家の前にバス停があって、都営バスの「東43」に乗ると田端→東大正門前→御茶ノ水→東京駅まで乗り換える必要がないので、西尾久在住の老人が大手町の読売新聞社へ出かけるのには便利この上ない。(40分ぐらいかかるが)

大手町で下りてとりあえず、懐かしい隣の大手町ビルに入ったら、さっそく迷った。喫茶店のお姉さんに「トイレはどこ?」「読売に近い出口は?」と尋ねながら、定刻の6時ちょうどに社に着いた。

用件は何かというに(書いておかないと忘れる)、当ブログではおなじみの「気仙沼牡蛎じいさん」こと畠山重篤さんのミニ自伝「時代の証言者」連載が終了したのを祝うため、当人とインタビュアーのU飼らに会うこと。主賓との付き合いが長いM本Yと、途中からは文芸担当のM田も加わって大いに盛り上がった。

 昔、10階建てだった本社ビルが隣のサンケイやKDDビルの〝谷間〟に沈んだ頃、いわゆるナベツネが「今に見ておれ。大手町で一番高いビルにして、最上階から周りを見下ろしてやる」と言っていたのが現実になった。

▶ **課題 1**
提示文によると、筆者が読売新聞社に着いたのは何時ですか。
▶ **課題 2**
提示文のうち「家の前にバス停があって、都営」から始まり「加わって大いに盛り上がった。」まで続く部分を、「喫茶店」を「売店」に置き換えて書き直してください。
▶ **課題 3**
提示文を2文で要約してください。

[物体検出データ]
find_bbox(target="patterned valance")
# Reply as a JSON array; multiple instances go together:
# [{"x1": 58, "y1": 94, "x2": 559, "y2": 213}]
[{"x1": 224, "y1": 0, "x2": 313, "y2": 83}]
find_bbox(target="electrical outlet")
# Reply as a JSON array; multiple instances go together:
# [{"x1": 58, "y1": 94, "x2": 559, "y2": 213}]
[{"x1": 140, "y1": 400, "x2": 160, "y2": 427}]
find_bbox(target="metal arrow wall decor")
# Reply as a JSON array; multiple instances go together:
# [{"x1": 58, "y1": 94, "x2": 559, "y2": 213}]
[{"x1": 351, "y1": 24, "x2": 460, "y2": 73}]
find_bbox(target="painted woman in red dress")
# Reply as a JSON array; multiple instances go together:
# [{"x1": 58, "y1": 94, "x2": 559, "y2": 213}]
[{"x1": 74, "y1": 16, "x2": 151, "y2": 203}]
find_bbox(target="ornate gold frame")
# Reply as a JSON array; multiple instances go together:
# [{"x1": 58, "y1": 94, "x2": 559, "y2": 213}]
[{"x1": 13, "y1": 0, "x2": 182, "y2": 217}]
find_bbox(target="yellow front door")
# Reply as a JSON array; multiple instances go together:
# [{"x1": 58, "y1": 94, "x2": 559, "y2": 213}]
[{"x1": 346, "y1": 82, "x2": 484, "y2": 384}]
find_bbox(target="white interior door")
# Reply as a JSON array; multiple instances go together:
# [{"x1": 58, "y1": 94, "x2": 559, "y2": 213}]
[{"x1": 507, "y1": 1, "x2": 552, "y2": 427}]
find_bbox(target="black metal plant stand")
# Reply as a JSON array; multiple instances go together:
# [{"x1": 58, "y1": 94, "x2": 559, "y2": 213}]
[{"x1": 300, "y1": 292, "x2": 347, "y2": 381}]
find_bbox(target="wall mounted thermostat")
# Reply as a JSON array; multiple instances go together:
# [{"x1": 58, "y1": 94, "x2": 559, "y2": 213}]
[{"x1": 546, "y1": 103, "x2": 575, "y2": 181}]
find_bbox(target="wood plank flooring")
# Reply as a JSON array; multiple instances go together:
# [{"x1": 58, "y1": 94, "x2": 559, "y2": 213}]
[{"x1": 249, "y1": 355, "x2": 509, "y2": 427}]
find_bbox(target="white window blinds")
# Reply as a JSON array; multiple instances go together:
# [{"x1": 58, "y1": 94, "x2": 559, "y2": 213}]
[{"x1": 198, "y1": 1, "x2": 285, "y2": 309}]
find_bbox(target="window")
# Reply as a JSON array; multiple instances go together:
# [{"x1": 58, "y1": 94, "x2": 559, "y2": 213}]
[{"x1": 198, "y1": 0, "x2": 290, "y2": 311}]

▶ **想定解答 1**
定刻の6時ちょうどです。

▶ **想定解答 2**
家の前にバス停があって、都営バスの「東43」に乗ると田端→東大正門前→御茶ノ水→東京駅まで乗り換える必要がないので、西尾久在住の老人が大手町の読売新聞社へ出かけるのには便利この上ない。(40分ぐらいかかるが)

大手町で下りてとりあえず、懐かしい隣の大手町ビルに入ったら、さっそく迷った。売店のお姉さんに「トイレはどこ?」「読売に近い出口は?」と尋ねながら、定刻の6時ちょうどに社に着いた。

用件は何かというに(書いておかないと忘れる)、当ブログではおなじみの「気仙沼牡蛎じいさん」こと畠山重篤さんのミニ自伝「時代の証言者」連載が終了したのを祝うため、当人とインタビュアーのU飼らに会うこと。主賓との付き合いが長いM本Yと、途中からは文芸担当のM田も加わって大いに盛り上がった。

▶ **想定解答 3**
筆者は家の前のバス停から都営バス「東43」に乗り、乗り換えなしで大手町の読売新聞社へ向かった。畠山重篤さんの連載「時代の証言者」の終了を祝うため、当人やインタビュアーのU飼らと会い、大いに盛り上がった。